> Teks Sumber
━━━━━━━━━━

Selasa, 29 Mei 2018

Berdikari

Berani jujur pada diri sendiri adalah jalan mengenal Tuhan paling sederhana.  Tidak perlu takut dicap atau dilabeli dengan nama apapun entah terburuk atau terbaik.  Kesombongan bukan berarti selalu terproyeksi bagi mereka yang berderajat atas saja yang menduduki pangkat,  derajat,  atau kelas status sosial, justru bagi mereka yang menerima diri apa adanya serta menanamkan sebagai otoritasnya adalah bentuk syukur atas anugerah kehidupan.

Terkadang merasa dan mengaku rendah diri dari orang lain adalah sikap berbeda yang paling merusak,  bisa juga ini adalah kesombongan yang memantul dari kemunafikan karena tak berani jujur pada talenta yang dimiliki.  Kesombongan hadir dari ciptaan lingkungan,  seseorang yang terjebak putaran siklus lingkungan, maka mereka akan merusak mentalnya sendiri.  Selama itu terjadi sesungguhnya mereka telah memvonis diri sendiri untuk menyerah pada nasib.  Dan kutukanpun mengunci paradigma pandangan mereka sendiri.

━━━━━━━━━━

> Bahan Latihan
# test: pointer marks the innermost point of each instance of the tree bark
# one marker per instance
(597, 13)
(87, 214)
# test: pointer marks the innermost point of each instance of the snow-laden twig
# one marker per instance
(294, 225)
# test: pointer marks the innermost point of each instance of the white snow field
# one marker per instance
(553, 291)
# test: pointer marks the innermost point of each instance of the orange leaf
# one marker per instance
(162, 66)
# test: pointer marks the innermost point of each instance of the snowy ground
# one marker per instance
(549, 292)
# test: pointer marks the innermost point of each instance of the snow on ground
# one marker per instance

━━━━━━━━━━

> Tugas Latihan
A – Tulis ulang kata demi kata baris-baris bahan latihan, mulai dari baris yang memuat "the snow-laden twig" hingga baris terakhir bahan latihan.
B – Lanjutkan teks tentang kejujuran pada diri sendiri dan kesombongan mulai dari kalimat terakhirnya.
Teks dan baris-baris bahan latihan tidak saling berhubungan.

> Jawaban Latihan
A –
# test: pointer marks the innermost point of each instance of the snow-laden twig
# one marker per instance
(294, 225)
# test: pointer marks the innermost point of each instance of the white snow field
# one marker per instance
(553, 291)
# test: pointer marks the innermost point of each instance of the orange leaf
# one marker per instance
(162, 66)
# test: pointer marks the innermost point of each instance of the snowy ground
# one marker per instance
(549, 292)
# test: pointer marks the innermost point of each instance of the snow on ground
# one marker per instance

B –
Tak perlu campur tangan iblis, selama seperti itu mereka telah jatuh pada neraka yang dibuat oleh sudut pandangannya sendiri.

~ Tunjung Dhimas Bintoro

Fanatik

Saya muslim secara aturan manusia, namun saya bersikap terbuka. Karena Islam tidaknya saya itu adalah hak prirogatif Gusti kata Mbah Nun. Sebagai manusia normal  saya mengaku memilih/ dipilihkan agama oleh lingkungan saya. Namun saya juga menyadari apapun di dalam kehidupan ini adalah probabilitas (bisa iya bisa tidak; bisa A bisa B). Karena Gusti itu Maha Sakarepe Dewe (semaunya sendiri) karena Dialah Sang Maha Penguasa atas perbendaharaan semesta.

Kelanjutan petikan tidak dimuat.